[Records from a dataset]
··········
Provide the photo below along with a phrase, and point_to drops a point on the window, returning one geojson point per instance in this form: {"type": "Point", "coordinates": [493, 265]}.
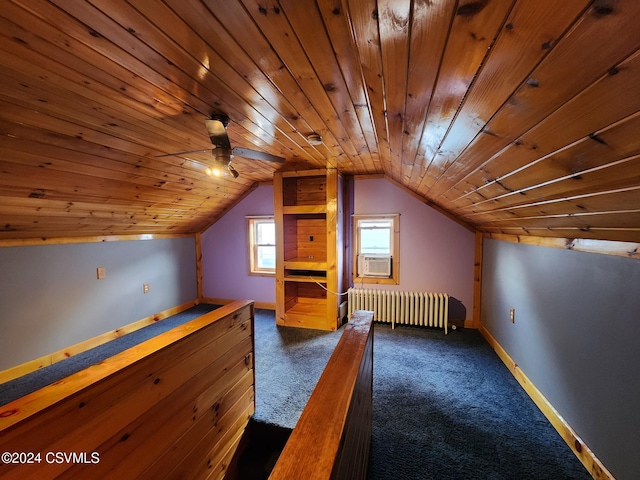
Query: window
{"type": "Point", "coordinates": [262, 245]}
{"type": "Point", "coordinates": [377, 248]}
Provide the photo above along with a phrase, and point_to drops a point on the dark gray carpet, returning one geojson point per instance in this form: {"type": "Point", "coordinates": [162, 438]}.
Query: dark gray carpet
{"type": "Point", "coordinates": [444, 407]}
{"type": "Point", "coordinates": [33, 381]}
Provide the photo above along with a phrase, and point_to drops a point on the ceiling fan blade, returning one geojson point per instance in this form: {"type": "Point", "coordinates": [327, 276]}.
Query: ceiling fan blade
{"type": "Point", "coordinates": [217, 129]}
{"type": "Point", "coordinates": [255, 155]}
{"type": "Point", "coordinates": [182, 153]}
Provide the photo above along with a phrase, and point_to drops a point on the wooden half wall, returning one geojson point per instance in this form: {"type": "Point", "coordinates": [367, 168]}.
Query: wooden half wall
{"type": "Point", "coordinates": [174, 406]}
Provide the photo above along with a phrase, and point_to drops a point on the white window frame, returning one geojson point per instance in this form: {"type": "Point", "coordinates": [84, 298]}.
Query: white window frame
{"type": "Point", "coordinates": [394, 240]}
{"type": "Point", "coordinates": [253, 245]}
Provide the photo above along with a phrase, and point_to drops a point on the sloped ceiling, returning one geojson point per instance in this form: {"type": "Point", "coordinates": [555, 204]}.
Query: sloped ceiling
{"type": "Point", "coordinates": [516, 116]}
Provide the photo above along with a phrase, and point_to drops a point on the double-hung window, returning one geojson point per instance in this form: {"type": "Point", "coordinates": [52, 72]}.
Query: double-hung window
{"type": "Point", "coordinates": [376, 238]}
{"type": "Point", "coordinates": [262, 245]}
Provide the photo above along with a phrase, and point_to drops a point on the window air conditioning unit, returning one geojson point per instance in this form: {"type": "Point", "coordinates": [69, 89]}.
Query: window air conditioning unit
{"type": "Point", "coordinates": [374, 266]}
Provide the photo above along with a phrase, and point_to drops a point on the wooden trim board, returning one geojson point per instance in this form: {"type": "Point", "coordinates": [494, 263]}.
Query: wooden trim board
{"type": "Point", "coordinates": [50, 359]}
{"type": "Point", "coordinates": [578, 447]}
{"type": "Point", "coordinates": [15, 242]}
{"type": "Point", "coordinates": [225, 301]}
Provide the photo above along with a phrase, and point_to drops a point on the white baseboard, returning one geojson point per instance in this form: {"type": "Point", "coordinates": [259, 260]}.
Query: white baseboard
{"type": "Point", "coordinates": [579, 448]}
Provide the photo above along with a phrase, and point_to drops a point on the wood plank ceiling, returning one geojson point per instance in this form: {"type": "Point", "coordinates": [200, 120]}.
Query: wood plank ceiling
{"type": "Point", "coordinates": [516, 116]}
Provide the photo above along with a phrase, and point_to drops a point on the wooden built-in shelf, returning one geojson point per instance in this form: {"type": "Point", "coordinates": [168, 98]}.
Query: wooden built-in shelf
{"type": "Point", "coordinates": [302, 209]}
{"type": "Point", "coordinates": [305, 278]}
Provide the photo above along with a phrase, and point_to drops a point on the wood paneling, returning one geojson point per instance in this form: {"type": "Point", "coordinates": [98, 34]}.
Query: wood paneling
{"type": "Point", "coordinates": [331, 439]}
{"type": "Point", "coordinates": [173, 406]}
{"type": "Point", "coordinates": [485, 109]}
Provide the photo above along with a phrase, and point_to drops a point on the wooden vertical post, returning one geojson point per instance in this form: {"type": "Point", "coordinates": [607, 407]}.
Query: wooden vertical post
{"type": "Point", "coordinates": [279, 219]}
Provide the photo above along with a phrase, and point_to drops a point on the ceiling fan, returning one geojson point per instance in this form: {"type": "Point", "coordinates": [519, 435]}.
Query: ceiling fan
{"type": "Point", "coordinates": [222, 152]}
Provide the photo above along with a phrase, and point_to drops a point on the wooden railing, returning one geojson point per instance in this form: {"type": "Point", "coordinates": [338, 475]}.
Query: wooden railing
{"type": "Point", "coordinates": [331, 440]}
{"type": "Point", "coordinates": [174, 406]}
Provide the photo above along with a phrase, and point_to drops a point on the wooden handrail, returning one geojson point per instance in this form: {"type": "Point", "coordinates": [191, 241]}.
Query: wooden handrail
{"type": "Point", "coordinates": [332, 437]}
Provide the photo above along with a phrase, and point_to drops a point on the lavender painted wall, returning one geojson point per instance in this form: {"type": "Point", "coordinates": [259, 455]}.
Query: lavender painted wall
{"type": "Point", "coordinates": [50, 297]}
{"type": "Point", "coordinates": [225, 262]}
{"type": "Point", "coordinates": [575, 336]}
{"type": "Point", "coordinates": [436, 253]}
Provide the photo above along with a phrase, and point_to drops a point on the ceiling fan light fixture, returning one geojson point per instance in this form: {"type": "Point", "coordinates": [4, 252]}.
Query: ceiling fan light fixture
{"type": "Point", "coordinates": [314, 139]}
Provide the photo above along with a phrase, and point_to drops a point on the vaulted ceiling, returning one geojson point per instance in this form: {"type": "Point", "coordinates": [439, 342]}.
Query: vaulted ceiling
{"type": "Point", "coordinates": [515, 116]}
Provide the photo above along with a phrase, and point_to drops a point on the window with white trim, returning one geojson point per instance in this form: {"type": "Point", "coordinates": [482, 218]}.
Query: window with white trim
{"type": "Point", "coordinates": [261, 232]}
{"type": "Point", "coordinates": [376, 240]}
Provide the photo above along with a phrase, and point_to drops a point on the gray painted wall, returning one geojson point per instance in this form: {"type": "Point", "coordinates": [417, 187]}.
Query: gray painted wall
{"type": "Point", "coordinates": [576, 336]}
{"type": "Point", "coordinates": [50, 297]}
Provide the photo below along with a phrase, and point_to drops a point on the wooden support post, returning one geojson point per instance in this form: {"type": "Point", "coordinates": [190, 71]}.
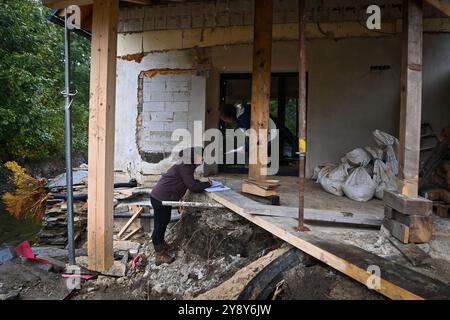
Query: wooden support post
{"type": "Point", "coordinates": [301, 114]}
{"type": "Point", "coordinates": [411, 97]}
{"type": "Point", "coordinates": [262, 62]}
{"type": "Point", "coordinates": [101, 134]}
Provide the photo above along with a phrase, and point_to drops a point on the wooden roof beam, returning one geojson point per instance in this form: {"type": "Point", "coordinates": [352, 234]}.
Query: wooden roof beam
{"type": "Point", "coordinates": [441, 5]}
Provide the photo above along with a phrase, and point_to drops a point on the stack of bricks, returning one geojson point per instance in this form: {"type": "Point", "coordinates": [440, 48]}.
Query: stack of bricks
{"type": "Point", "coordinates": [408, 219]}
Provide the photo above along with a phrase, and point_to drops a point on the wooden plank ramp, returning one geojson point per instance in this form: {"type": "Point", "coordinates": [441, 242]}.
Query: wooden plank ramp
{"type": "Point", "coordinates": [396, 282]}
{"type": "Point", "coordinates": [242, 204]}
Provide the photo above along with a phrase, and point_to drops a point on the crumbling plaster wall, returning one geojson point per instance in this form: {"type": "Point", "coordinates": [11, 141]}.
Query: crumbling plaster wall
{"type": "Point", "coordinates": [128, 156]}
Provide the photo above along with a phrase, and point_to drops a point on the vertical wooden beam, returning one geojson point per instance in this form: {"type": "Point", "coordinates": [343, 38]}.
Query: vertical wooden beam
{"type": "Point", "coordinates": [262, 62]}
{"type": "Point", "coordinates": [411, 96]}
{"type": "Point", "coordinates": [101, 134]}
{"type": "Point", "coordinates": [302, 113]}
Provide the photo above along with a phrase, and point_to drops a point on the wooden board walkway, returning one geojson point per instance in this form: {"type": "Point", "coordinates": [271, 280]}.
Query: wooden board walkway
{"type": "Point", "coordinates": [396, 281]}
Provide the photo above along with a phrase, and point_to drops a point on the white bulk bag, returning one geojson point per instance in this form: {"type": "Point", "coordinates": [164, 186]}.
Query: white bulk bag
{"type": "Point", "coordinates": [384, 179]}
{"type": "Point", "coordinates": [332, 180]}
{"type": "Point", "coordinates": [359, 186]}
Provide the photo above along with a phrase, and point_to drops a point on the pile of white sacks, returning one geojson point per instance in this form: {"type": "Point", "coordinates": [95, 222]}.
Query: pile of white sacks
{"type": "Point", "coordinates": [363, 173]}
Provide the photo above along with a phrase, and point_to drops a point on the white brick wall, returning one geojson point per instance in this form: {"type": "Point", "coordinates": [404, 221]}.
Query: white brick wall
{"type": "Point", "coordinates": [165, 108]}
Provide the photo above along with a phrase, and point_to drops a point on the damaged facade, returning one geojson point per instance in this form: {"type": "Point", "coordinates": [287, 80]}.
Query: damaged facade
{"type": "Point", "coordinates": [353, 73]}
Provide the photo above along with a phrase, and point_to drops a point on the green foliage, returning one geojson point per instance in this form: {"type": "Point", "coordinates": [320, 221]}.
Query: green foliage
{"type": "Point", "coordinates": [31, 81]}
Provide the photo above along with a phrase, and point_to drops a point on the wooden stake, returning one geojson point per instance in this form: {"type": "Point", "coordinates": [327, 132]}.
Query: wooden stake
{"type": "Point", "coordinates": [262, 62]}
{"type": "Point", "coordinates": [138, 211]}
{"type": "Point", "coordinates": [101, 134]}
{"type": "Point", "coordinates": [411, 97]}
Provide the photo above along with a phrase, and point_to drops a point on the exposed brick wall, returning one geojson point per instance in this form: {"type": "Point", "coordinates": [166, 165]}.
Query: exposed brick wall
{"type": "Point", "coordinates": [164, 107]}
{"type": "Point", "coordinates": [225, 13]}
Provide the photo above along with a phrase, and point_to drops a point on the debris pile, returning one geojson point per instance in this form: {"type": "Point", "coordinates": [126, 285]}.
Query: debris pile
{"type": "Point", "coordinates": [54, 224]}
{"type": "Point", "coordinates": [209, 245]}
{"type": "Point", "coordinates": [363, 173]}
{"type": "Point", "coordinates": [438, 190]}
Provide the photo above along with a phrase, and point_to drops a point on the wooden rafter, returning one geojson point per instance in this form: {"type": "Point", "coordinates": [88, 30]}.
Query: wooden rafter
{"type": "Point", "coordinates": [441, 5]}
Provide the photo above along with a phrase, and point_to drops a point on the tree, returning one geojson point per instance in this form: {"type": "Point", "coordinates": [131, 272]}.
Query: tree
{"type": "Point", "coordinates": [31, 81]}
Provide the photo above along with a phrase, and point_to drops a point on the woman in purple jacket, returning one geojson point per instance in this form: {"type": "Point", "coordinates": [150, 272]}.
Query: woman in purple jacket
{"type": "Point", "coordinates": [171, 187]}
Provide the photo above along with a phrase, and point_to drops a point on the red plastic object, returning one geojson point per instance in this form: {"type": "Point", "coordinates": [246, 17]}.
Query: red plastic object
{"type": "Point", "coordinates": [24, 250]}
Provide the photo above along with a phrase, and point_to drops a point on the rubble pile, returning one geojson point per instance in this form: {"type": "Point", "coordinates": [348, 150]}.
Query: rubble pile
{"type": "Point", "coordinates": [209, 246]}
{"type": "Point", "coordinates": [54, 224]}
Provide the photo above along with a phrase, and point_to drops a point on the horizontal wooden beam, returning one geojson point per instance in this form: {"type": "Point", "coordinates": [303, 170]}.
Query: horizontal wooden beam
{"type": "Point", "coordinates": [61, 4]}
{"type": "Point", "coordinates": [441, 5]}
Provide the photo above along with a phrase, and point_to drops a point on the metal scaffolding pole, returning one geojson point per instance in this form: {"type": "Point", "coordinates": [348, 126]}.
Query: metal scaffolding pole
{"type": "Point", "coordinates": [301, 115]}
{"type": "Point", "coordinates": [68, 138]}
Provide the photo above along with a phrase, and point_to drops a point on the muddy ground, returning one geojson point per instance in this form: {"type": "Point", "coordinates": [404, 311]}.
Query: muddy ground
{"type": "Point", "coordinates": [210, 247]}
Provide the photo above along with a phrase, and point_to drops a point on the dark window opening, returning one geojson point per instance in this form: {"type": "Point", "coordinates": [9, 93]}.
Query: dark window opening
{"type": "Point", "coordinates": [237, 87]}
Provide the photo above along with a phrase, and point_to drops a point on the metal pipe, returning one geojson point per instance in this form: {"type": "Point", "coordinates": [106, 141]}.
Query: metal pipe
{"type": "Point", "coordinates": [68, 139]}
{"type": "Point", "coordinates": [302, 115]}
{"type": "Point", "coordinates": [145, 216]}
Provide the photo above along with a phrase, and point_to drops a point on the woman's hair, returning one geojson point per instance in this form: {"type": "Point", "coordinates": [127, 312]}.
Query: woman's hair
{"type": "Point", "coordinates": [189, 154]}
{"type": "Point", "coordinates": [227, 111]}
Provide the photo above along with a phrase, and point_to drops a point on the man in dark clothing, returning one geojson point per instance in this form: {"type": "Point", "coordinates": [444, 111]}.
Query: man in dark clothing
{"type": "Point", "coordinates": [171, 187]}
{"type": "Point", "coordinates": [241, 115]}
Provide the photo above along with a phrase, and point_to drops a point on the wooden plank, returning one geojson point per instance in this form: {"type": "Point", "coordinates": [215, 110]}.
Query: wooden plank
··········
## Task instructions
Whenever a line in the records above contains the string "below", copy that line.

## Response
Provide the photo below along with a phrase, and point_to drops a point on the window, returning one geojson point per instance in this form: {"type": "Point", "coordinates": [493, 265]}.
Provide the photo below along with a phrase, and point_to drops a point on the wooden support post, returning one geojson point per instance in this form: {"type": "Point", "coordinates": [190, 71]}.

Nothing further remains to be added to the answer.